## Directions
Please find each line below that contains the word "wooden" and copy those lines out.

## Listed entries

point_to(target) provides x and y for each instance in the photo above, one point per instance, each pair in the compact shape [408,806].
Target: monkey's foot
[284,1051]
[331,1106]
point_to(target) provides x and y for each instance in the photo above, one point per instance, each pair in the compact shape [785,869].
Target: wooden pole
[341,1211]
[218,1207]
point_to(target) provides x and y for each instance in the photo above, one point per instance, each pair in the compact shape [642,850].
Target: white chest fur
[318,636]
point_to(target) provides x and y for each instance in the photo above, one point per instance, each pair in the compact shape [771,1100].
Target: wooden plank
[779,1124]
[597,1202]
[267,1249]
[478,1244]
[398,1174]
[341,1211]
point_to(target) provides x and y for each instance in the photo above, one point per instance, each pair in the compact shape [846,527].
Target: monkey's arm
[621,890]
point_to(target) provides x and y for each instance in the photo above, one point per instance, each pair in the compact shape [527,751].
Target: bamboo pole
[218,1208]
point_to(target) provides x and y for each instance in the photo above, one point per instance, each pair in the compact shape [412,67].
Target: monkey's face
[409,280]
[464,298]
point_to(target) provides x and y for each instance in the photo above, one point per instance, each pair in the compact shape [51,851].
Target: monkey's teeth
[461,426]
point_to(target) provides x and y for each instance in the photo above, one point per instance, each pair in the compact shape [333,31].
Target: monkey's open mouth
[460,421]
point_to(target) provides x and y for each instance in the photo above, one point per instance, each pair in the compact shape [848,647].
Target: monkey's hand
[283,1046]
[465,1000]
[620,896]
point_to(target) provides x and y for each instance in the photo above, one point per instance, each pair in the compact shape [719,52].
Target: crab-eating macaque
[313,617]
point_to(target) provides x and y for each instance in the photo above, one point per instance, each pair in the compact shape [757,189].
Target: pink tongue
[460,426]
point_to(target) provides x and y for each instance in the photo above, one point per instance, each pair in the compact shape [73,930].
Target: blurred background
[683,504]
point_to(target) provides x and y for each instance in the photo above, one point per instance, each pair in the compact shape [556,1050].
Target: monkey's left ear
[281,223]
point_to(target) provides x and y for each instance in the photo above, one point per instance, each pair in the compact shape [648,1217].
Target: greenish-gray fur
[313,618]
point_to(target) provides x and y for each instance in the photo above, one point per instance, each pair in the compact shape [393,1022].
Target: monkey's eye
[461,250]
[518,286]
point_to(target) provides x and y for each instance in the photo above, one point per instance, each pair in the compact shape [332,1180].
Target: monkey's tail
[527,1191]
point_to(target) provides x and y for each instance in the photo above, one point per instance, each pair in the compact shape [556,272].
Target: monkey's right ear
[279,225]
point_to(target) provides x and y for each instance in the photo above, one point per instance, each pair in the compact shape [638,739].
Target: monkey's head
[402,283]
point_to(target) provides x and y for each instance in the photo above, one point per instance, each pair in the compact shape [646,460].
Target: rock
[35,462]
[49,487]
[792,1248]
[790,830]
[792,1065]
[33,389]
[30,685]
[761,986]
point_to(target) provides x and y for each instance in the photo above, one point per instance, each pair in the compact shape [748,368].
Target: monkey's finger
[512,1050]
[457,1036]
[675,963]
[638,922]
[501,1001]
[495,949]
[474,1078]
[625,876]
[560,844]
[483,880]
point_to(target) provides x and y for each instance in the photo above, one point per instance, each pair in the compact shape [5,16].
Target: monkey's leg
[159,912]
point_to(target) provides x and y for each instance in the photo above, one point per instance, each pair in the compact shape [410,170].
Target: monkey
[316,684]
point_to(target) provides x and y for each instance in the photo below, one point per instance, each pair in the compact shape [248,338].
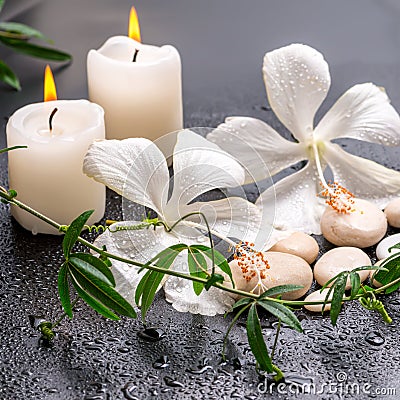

## Written solution
Target: wooden pole
Target: wooden plank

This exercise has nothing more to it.